Défi 1:
Répondez aux questions suivantes à partir de l'extrait sur les déséquilibres des pays du sud de la Méditerranée.
(a) Quel pays fait exception aux déséquilibres extérieurs importants et persistants ?
(b) Pour quels pays la non-durabilité de la balance courante semble-t-elle caractéristique ?
(c) Pour quels pays l'insoutenabilité de la balance courante est-elle économiquement rejetée ?
Défi 2: Recopiez fidèlement le passage de l'extrait sur les déséquilibres des pays du sud de la Méditerranée, depuis « Dans l’ensemble, notre » jusqu'à « les six pays. » inclus.
Défi 3: Reprenez le texte sur les déséquilibres des pays du sud de la Méditerranée là où il s'arrête, et poursuivez-le.

━━━━━ Extrait à lire

Dans l’ensemble, notre analyse empirique donne une image des déséquilibres extérieurs importants et persistants concernant les dettes extérieures et les positions des actifs nets étrangers de tous les pays sauf un (L’Égypte). Cependant, et bien qu’ils soient globalement assez importants, les déséquilibres des balances courantes ne semblent pas être, uniformément, insoutenables dans les six pays.
La non-durabilité semble caractériser les cas de l’Algérie et de la Tunisie ; mais pour l’Egypte et le Maroc, les preuves de l’insoutenabilité de balance courante sont mitigées, alors que pour la Jordanie et le Liban, l’insoutenabilité de balance courante est économiquement rejetée. Mais surtout, les déséquilibres internes, sous forme de déficits budgétaires et de dette publique, ne semblent pas non plus être une préoccupation majeure pour les six pays du sud de la Méditerranée. La non-durabilité dans ces agrégats semble concerner uniquement le Maroc et l’Egypte (pour la balance budgétaire seulement), tandis que pour l’Algérie, le Liban et la Tunisie, les preuves de non-durabilité sont très limitées. Par ailleurs, l’analyse causale indique que les positions budgétaires sont non seulement durables dans un sens global, mais ne sont pas non plus une cause (de façon temporelle) des déséquilibres extérieurs.

━━━━━━━━━━
━━━━━ Données affichées

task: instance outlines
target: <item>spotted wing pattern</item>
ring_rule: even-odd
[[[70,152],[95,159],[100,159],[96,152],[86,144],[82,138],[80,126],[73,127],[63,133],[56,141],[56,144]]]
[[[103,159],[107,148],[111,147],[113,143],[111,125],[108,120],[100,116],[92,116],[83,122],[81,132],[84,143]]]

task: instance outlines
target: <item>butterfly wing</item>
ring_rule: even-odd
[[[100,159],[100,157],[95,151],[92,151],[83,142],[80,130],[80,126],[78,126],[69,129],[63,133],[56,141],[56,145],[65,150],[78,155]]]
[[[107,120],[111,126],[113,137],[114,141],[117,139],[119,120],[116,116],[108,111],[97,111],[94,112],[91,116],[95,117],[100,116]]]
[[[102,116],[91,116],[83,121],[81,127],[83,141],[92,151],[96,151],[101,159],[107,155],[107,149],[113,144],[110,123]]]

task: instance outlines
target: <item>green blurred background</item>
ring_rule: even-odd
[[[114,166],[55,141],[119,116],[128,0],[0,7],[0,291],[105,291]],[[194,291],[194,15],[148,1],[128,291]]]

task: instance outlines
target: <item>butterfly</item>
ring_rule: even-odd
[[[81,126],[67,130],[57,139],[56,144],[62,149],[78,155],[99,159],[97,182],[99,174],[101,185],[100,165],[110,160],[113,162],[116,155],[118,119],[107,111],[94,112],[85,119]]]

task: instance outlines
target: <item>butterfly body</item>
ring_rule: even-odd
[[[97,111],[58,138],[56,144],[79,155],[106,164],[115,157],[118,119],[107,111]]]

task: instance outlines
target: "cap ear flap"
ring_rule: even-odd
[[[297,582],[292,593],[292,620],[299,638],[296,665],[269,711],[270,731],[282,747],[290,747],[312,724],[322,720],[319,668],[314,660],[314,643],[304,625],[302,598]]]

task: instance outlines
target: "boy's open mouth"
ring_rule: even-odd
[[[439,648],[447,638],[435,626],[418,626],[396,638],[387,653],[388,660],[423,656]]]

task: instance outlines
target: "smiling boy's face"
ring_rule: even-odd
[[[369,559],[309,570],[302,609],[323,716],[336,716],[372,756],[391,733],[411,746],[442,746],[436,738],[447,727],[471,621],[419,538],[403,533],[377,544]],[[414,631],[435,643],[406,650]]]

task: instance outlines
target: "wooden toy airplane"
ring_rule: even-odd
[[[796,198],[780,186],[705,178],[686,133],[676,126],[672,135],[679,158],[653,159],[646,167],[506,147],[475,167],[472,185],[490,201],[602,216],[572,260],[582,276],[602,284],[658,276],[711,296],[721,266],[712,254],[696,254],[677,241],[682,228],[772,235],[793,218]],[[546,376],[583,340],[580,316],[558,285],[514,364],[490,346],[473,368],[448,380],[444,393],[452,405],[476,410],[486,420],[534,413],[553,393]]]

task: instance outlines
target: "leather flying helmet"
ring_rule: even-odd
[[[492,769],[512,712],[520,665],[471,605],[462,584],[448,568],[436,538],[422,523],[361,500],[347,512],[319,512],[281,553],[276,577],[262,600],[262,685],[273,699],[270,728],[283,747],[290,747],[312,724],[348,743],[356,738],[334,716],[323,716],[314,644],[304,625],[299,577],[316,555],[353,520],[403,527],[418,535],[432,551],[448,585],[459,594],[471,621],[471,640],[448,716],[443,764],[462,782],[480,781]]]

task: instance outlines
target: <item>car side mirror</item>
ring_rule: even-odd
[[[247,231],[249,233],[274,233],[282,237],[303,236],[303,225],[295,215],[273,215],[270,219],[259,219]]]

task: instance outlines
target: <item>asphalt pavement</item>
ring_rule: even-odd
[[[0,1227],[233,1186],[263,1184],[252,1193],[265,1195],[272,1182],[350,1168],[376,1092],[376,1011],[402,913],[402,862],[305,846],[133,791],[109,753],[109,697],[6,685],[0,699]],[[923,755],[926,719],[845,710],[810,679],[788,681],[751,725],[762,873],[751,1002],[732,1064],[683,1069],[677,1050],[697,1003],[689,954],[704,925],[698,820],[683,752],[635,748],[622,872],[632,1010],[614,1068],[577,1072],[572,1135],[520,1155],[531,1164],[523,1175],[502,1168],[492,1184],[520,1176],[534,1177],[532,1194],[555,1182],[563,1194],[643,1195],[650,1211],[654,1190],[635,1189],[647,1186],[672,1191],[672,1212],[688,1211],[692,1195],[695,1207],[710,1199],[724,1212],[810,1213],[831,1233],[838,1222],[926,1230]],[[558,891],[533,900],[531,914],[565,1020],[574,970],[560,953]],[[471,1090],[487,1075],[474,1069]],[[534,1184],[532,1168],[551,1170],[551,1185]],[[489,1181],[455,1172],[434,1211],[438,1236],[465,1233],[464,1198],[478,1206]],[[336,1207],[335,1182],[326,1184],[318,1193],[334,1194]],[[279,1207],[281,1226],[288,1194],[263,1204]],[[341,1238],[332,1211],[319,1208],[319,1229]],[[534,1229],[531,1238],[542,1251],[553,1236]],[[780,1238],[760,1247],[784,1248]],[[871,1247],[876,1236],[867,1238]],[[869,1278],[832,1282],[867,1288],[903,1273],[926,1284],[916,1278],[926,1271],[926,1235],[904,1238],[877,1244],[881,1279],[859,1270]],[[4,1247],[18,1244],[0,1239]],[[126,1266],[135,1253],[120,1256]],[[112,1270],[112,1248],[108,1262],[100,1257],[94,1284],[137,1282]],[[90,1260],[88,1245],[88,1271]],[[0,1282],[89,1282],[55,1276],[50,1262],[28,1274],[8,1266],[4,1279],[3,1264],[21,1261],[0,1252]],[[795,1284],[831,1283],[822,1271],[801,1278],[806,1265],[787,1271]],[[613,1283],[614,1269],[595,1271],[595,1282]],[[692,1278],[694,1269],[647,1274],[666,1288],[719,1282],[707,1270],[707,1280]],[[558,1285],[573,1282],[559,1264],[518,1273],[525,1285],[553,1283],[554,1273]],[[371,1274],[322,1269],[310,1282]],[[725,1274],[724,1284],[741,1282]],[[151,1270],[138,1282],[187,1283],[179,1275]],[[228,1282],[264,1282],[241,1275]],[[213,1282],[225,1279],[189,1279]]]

━━━━━━━━━━

Réponse rédigée 1:
(a) L'Égypte.
(b) L'Algérie et la Tunisie.
(c) La Jordanie et le Liban.

Réponse rédigée 2:
Dans l’ensemble, notre analyse empirique donne une image des déséquilibres extérieurs importants et persistants concernant les dettes extérieures et les positions des actifs nets étrangers de tous les pays sauf un (L’Égypte). Cependant, et bien qu’ils soient globalement assez importants, les déséquilibres des balances courantes ne semblent pas être, uniformément, insoutenables dans les six pays.

Réponse rédigée 3:
La causalité va plutôt dans le sens inverse, en particulier des déséquilibres de balance courante aux déraillements budgétaires et des déséquilibres des actifs nets étrangers, aux vulnérabilités qui déstabilisent la dette publique dans la majorité des cas
Ainsi, bien que certains cas émergent, où les risques budgétaires se sont, particulièrement, accentués juste après la crise financière mondiale et où la politique budgétaire a relativement bien réussi à contrôler les déficits et les dettes élevés. Globalement, l’analyse de la soutenabilité intérieure et extérieure, ici présentée, ne semble pas justifier l’attention que porte nombreux pays de la région à l’assainissement budgétaire. Mettre, plutôt, l’accent sur la correction des mésalignements de taux de change et s’occuper des questions de la compétitivité internationale, d’exportation et d’investissement étranger semblent être beaucoup plus pertinent par rapport aux menaces identifiées pour ces économies. Mais sur le long terme, l’ensemble critique de politiques ne concerne pas tant le domaine monétaire que budgétaire, mais plutôt l’ensemble des interventions qui peuvent être appliquées dans l’économie réelle, dans le but de renforcer les compétences de base et promouvoir la diversification économique vers des activités à forte valeur ajoutée ; ainsi qu’en ce qui concerne le système juridique et institutionnel (résoudre les problèmes de corruption, d’inefficacité de la gestion publique, d’informalité économique, etc…)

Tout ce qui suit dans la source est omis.